§ **Information given**

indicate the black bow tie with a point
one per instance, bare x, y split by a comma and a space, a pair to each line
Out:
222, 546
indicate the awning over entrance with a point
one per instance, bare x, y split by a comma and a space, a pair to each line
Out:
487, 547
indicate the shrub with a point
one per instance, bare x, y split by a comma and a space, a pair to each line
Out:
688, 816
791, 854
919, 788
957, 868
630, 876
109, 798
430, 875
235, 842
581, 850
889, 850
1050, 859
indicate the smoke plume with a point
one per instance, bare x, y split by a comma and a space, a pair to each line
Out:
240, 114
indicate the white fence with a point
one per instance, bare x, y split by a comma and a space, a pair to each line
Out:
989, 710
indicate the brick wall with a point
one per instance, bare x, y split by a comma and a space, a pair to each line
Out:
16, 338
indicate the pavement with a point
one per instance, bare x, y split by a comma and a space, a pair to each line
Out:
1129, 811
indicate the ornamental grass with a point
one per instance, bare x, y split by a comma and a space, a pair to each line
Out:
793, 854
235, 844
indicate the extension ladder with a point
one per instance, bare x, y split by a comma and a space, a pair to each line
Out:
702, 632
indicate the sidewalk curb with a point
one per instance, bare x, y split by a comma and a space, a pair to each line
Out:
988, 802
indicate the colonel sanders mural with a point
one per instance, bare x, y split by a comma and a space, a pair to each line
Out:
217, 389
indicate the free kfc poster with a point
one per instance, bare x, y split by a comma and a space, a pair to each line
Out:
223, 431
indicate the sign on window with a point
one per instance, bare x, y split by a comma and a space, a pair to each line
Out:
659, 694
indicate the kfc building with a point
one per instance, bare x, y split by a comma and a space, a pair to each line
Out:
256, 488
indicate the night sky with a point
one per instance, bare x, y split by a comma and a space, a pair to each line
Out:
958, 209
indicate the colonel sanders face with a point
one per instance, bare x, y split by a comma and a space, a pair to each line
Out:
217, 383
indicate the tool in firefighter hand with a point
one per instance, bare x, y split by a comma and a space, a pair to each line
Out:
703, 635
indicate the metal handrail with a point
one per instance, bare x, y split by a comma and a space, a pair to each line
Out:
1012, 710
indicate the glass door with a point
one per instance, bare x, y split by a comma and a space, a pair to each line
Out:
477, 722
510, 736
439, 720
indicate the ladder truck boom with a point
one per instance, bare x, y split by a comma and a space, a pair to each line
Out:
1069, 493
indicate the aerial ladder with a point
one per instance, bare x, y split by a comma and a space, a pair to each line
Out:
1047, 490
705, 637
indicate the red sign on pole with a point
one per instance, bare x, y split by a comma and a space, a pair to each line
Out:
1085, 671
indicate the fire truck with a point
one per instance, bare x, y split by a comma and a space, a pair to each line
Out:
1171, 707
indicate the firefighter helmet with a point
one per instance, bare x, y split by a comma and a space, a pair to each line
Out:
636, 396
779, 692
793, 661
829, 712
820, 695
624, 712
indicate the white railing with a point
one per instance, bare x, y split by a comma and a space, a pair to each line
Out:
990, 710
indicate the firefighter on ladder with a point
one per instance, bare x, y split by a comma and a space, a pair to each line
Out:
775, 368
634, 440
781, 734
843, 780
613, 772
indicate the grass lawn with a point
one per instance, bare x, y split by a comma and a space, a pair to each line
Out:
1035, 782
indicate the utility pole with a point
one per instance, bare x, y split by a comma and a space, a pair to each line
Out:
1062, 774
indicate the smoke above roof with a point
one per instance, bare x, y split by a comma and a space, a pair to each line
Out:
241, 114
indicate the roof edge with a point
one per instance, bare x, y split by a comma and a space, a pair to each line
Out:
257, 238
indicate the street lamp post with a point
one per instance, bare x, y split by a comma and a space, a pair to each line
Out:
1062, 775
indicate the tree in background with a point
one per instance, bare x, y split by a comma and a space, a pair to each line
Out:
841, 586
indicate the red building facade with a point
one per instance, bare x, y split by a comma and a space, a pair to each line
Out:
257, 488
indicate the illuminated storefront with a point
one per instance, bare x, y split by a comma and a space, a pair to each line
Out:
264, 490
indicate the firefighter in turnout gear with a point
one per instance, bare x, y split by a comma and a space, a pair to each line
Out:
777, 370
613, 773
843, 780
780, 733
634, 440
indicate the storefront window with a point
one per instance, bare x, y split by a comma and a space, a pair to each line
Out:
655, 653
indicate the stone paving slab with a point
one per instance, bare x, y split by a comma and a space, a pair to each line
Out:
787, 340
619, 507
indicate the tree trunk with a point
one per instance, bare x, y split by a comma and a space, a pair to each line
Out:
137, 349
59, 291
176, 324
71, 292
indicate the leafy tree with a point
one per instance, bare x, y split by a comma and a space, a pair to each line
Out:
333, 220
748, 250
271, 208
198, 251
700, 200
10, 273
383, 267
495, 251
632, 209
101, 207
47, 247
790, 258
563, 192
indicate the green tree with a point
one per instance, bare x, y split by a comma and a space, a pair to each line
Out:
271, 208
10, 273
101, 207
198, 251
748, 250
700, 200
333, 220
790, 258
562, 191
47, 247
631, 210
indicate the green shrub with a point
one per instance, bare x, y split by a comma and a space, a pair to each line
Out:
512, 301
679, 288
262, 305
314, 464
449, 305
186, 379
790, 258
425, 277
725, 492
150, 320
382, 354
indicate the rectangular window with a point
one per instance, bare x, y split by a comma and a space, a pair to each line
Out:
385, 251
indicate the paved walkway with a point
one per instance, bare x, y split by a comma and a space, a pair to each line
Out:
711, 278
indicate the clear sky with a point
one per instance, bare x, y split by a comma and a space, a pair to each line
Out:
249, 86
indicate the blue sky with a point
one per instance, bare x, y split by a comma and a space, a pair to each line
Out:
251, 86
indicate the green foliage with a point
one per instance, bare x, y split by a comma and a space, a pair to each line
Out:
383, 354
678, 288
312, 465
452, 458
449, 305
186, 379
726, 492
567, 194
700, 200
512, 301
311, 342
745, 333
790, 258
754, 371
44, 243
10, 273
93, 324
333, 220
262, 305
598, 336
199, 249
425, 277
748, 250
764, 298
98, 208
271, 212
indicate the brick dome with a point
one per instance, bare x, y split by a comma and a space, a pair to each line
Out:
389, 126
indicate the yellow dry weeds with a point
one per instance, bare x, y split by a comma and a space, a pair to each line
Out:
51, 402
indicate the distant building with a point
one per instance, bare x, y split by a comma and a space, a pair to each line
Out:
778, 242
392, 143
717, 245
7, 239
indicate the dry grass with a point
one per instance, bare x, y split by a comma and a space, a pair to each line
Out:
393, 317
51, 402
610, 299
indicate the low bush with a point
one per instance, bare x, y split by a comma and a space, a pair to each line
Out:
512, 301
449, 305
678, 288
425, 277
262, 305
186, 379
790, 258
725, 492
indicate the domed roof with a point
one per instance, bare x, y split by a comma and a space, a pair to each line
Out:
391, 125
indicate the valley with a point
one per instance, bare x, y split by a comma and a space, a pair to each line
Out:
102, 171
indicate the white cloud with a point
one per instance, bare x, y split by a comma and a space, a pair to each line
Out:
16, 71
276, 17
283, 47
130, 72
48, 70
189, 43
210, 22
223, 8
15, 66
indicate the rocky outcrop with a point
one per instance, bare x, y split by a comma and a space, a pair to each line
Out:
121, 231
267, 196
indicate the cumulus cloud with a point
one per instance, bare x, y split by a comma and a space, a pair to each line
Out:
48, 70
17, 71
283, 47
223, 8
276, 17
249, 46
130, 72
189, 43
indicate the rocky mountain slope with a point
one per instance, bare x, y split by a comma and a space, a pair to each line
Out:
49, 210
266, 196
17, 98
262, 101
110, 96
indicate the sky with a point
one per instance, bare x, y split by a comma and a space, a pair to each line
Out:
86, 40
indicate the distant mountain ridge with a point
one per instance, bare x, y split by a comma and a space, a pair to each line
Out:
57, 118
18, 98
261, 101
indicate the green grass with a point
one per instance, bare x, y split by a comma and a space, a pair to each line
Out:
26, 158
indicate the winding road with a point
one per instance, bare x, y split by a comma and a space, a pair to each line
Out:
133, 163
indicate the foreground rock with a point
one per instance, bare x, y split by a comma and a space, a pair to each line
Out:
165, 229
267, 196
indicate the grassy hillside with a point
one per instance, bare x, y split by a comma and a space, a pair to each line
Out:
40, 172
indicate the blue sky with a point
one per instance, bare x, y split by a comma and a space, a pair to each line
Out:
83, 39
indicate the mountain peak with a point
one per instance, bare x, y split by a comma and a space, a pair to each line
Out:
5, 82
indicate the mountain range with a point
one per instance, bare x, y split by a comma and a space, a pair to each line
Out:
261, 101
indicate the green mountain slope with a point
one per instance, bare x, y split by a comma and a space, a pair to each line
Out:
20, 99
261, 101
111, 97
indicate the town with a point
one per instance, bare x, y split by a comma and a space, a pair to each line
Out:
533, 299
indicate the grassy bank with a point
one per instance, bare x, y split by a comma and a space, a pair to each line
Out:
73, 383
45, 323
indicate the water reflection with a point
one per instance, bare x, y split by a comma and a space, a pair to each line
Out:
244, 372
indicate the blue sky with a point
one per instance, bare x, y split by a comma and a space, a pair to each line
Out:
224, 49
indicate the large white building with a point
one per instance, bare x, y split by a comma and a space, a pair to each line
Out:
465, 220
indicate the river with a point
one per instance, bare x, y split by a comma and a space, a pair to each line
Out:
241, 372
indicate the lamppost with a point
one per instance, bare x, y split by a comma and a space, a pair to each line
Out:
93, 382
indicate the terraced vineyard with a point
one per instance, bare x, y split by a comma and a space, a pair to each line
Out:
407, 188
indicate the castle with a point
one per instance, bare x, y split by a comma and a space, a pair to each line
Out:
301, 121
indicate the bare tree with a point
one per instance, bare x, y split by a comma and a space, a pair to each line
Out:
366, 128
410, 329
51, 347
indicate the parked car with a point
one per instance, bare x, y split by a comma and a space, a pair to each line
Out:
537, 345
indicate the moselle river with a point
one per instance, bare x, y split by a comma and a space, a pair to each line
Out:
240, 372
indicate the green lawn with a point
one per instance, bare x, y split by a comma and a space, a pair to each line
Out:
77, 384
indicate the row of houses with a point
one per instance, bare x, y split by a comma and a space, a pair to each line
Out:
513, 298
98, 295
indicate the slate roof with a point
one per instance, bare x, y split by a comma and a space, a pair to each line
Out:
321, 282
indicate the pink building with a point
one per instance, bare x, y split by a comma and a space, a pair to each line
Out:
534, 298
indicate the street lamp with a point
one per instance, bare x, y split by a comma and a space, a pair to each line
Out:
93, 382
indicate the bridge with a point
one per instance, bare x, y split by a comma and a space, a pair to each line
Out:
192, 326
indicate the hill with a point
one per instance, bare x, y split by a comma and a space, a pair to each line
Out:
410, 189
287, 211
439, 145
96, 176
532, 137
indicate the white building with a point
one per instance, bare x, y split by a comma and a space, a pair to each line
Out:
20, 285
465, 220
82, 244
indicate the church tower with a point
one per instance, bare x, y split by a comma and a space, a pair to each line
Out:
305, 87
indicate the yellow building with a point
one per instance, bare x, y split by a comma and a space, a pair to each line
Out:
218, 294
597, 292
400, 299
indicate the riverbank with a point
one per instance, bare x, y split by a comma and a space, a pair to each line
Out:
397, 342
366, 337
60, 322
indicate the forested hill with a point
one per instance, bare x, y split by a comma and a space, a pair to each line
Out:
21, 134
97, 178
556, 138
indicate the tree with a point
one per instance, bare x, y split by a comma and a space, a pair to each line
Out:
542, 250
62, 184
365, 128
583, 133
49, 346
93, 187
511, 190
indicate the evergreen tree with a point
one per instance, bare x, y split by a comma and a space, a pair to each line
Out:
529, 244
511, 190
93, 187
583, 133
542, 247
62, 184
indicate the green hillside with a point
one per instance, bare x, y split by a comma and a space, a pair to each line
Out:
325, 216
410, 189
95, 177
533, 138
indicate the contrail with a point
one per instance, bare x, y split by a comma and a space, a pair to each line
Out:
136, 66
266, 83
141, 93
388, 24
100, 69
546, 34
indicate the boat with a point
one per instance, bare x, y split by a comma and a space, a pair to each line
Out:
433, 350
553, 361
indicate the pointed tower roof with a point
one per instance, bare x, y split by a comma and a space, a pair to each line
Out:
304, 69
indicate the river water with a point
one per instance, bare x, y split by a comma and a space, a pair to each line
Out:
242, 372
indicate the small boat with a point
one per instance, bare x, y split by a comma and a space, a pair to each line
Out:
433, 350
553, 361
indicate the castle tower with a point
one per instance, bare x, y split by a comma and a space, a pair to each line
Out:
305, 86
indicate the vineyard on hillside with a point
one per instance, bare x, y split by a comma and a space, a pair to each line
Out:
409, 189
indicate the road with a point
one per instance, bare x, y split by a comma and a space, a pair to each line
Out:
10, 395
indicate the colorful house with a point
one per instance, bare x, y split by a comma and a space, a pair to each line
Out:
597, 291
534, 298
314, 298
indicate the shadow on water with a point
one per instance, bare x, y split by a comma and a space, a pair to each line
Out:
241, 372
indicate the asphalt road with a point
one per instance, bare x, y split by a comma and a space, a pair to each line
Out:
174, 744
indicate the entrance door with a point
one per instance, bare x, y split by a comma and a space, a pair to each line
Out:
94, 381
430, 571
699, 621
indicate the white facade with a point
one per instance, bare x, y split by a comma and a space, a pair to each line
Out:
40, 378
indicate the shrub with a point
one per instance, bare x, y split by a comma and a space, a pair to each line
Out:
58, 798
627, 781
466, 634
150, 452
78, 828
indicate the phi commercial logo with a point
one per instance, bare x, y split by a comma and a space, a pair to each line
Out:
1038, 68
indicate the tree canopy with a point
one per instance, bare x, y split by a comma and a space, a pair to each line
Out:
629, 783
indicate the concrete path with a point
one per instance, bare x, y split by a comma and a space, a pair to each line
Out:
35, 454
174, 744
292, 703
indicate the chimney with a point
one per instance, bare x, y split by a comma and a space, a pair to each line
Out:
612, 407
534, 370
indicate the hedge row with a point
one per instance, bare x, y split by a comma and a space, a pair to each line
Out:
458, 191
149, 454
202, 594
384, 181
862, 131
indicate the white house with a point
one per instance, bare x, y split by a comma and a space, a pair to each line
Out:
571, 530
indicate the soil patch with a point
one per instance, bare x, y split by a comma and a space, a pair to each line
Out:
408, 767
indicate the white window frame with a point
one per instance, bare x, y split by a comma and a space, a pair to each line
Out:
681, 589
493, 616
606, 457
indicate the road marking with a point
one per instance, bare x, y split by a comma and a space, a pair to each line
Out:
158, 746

§ **Set task**
Reproduce exactly, with nothing added, the lines from the one that contains "indicate the road with a point" to the end of the data.

§ **Reply**
indicate the road with a point
one per instance, bare x, y split by a comma and a space, a pair to each line
Out:
10, 395
indicate the colorful house with a point
one per instance, bare x, y split by a comma and a space, a pair to each line
Out:
597, 291
534, 298
314, 298
indicate the shadow on water with a point
one per instance, bare x, y split by a comma and a space, a pair to each line
Out:
241, 372
indicate the asphalt road with a point
one per instance, bare x, y split by a comma and a space, a pair to each line
Out:
174, 744
indicate the entrance door with a point
one per instance, bare x, y split by a comma and a space, a pair to each line
Out:
94, 381
430, 571
699, 621
indicate the white facade with a point
one per instance, bare x, y split by a comma and a space, a pair to each line
Out:
40, 378
indicate the shrub with a point
one per instance, bare x, y split by a comma and a space, a pair to each line
Out:
58, 798
627, 781
466, 634
150, 452
78, 828
indicate the phi commercial logo with a point
one per instance, bare x, y split by a comma and a space, a pair to each line
Out:
1038, 68
indicate the tree canopy with a point
one per instance, bare x, y split by a comma and a space, a pair to each line
Out:
629, 783
indicate the concrete path with a point
one per instance, bare x, y split by a comma and a space, a pair to each line
Out:
35, 454
174, 744
292, 703
indicate the chimney with a point
one per instance, bare x, y split by a comma and a space, a pair to each line
Out:
612, 407
534, 370
indicate the hedge row with a point
one per instance, bare x, y split by a comma and a space, a pair to each line
Out:
458, 191
149, 454
202, 594
384, 181
862, 131
indicate the white house with a point
one per instance, bare x, y split by a comma and a space, a pair to each line
Out:
571, 530
indicate the soil patch with a point
one per instance, bare x, y split by a comma and a space, a pair to each line
Out:
408, 767
indicate the white window frame with a point
one per instance, bare x, y split by a comma and a space, a pair to each line
Out:
681, 589
493, 616
606, 457
indicate the road marking with a point
one per instance, bare x, y split by a comma and a space, a pair to each line
Out:
158, 746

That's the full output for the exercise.